[Instructions]
1. According to the passage on social media branding, what kind of photographer is the writer?
2. Reproduce part of the passage on social media branding word for word. Begin at the words "Building Your Target" and stop after "could monetize it.".

[Extracted text]
- Opening Delimiter -

Some people use social media platforms as their emotional outlet, some for vanity purposes. I use social media to brand my photography business. This approach may not fit every photography niche, but I would like to explain how it fits mine, and I am sure you will note a thing or two that you could use as well. I hope you can interpolate my experience onto the niche you work in.
Building Your Target Audience: A Bit of the Background
I am a beauty photographer with an emphasis in hair. My full time job is to make hair look desirable and accentuate the artistry of the hairstylist. Between collaborations and commercial assignments, I had a decent body of work, which I was showcasing online, specifically on Instagram. I was hoping to attract more peers and have photography discussions, but I was surprised to discover that my page attracted hairstylists instead. It was disappointing at first, until I realized my potential clients were following me, which made me feel like I won a jackpot. They liked and shared my work, but we didn’t seem to communicate at all. I really wanted to shrink this distance between us and make myself look more approachable, start the dialogue with my audience, and see how I could monetize it.

- Closing Delimiter -

Collection entries:
- Opening Delimiter -

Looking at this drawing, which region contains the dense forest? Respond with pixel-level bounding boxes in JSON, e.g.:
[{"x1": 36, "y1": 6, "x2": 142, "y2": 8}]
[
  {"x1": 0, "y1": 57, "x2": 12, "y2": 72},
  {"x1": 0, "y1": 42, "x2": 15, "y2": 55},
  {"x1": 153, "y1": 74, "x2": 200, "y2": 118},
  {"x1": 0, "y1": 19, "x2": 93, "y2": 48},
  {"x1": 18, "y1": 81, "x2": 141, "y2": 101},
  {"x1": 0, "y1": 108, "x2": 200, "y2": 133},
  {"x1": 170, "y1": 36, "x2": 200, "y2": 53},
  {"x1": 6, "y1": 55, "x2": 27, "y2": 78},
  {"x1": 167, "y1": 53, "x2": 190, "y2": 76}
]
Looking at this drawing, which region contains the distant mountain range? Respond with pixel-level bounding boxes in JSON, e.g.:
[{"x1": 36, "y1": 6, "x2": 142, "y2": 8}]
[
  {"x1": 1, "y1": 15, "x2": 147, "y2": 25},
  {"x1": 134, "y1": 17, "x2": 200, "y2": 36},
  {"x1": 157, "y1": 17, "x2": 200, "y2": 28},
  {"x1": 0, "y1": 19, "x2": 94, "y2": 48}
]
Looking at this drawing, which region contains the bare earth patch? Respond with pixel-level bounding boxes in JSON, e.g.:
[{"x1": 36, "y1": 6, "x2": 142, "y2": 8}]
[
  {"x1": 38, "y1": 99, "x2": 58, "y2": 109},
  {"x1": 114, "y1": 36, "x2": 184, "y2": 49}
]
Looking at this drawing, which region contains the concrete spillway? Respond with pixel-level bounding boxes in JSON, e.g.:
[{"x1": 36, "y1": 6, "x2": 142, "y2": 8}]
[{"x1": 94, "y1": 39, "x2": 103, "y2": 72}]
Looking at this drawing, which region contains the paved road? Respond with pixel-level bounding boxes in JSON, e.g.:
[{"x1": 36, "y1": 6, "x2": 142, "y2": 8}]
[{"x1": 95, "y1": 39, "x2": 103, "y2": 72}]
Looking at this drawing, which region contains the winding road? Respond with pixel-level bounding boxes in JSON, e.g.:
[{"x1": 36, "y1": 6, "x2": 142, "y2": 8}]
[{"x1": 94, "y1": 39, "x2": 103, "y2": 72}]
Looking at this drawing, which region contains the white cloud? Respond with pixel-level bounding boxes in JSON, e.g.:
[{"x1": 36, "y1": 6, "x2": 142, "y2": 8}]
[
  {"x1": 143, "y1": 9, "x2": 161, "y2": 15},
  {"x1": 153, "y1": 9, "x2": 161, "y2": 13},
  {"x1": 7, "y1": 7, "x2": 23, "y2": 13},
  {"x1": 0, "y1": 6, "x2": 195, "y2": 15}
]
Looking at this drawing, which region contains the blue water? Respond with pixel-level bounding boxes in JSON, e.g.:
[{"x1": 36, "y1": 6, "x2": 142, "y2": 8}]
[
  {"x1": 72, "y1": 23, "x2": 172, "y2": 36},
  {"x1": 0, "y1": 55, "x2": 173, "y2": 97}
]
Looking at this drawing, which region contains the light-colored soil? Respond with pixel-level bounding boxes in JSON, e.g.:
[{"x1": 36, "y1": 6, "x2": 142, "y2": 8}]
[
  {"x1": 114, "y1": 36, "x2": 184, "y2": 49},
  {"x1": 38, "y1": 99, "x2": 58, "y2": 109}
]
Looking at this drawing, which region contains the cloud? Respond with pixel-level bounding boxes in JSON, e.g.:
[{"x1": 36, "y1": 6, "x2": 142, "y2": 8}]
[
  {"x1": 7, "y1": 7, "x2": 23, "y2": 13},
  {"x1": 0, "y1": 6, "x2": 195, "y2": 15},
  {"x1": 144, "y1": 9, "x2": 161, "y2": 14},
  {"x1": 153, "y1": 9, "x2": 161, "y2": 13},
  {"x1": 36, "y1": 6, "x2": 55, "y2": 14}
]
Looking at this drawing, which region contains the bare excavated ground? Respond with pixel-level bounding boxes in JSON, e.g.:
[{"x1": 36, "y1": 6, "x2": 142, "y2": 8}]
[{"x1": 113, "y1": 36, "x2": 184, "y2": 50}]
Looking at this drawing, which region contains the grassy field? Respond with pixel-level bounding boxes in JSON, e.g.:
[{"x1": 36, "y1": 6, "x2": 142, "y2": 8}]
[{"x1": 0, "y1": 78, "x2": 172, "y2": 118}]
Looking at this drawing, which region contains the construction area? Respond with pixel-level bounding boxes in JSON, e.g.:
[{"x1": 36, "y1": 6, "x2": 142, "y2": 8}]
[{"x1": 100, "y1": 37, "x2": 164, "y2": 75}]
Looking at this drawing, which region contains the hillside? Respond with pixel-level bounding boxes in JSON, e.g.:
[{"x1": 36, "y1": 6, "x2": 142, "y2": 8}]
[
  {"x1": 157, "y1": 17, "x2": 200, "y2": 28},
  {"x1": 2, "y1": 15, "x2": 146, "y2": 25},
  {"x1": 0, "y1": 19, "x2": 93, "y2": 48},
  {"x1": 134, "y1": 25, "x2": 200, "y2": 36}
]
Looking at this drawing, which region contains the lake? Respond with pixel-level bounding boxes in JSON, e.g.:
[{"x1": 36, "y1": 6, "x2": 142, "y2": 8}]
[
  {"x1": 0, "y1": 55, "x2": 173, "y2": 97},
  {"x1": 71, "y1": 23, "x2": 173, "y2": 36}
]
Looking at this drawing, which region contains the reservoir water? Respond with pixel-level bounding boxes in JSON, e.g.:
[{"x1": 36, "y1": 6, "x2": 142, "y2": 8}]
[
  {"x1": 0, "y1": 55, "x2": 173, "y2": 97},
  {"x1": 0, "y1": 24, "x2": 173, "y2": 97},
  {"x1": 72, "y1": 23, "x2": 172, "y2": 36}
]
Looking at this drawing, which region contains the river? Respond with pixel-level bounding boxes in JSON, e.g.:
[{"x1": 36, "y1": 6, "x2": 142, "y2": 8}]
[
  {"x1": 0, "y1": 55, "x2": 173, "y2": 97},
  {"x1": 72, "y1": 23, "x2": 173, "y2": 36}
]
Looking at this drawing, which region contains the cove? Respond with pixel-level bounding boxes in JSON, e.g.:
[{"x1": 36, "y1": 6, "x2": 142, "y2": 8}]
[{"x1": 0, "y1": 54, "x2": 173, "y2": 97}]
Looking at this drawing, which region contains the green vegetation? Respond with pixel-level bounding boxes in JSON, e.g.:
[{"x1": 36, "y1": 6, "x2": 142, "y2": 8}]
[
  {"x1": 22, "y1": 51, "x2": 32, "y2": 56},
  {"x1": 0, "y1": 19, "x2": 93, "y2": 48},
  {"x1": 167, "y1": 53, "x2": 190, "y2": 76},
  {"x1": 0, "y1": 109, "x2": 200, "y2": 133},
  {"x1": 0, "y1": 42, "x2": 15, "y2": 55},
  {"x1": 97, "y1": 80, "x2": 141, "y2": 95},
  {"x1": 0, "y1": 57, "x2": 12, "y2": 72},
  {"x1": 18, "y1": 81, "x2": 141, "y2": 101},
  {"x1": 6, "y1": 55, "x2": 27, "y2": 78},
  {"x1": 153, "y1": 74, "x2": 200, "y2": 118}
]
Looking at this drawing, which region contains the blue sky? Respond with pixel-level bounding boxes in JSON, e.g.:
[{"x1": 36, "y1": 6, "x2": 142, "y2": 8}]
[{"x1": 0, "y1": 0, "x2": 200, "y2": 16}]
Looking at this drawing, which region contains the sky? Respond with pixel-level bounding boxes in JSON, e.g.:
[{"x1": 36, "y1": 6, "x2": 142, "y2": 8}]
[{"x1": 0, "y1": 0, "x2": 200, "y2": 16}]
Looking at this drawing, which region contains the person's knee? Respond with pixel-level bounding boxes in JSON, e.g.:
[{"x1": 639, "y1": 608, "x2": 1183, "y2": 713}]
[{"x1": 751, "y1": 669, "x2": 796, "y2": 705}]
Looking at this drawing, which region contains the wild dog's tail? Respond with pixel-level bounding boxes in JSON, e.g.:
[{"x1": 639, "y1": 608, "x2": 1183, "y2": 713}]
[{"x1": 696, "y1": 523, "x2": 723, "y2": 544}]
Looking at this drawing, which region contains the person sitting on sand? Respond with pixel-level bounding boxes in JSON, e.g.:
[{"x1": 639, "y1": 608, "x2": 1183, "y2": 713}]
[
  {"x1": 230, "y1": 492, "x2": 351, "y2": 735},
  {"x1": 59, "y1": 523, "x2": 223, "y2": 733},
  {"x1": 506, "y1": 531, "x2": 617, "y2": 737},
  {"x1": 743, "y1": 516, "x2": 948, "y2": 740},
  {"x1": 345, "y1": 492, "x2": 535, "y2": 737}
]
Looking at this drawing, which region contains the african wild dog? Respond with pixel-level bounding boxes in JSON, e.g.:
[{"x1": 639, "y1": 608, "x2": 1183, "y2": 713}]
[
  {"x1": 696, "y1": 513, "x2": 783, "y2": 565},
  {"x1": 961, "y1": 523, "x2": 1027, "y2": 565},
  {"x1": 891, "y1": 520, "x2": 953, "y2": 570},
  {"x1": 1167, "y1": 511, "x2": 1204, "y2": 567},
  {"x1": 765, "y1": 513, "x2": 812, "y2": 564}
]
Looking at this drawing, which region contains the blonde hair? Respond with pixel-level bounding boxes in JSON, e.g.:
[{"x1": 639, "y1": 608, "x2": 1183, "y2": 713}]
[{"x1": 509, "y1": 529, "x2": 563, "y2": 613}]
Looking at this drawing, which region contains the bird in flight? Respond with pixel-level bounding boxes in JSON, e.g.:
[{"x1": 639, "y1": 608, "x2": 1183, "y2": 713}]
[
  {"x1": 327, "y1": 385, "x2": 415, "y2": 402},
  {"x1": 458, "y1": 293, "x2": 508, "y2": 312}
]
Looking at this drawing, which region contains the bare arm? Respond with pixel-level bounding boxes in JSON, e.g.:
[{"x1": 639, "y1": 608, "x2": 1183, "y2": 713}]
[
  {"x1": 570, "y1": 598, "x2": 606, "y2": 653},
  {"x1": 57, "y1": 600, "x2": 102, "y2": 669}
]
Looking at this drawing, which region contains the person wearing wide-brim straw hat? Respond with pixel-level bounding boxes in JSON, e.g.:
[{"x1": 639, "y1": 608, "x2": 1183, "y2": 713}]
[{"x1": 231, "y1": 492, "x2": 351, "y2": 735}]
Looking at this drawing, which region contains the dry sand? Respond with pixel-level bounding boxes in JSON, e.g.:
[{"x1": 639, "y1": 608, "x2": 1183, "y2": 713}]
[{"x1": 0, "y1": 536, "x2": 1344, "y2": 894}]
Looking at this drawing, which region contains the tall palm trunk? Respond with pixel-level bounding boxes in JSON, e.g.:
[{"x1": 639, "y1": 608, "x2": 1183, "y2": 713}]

- Closing Delimiter -

[Solutions]
1. A beauty photographer with an emphasis in hair.

2.
Building Your Target Audience: A Bit of the Background
I am a beauty photographer with an emphasis in hair. My full time job is to make hair look desirable and accentuate the artistry of the hairstylist. Between collaborations and commercial assignments, I had a decent body of work, which I was showcasing online, specifically on Instagram. I was hoping to attract more peers and have photography discussions, but I was surprised to discover that my page attracted hairstylists instead. It was disappointing at first, until I realized my potential clients were following me, which made me feel like I won a jackpot. They liked and shared my work, but we didn’t seem to communicate at all. I really wanted to shrink this distance between us and make myself look more approachable, start the dialogue with my audience, and see how I could monetize it.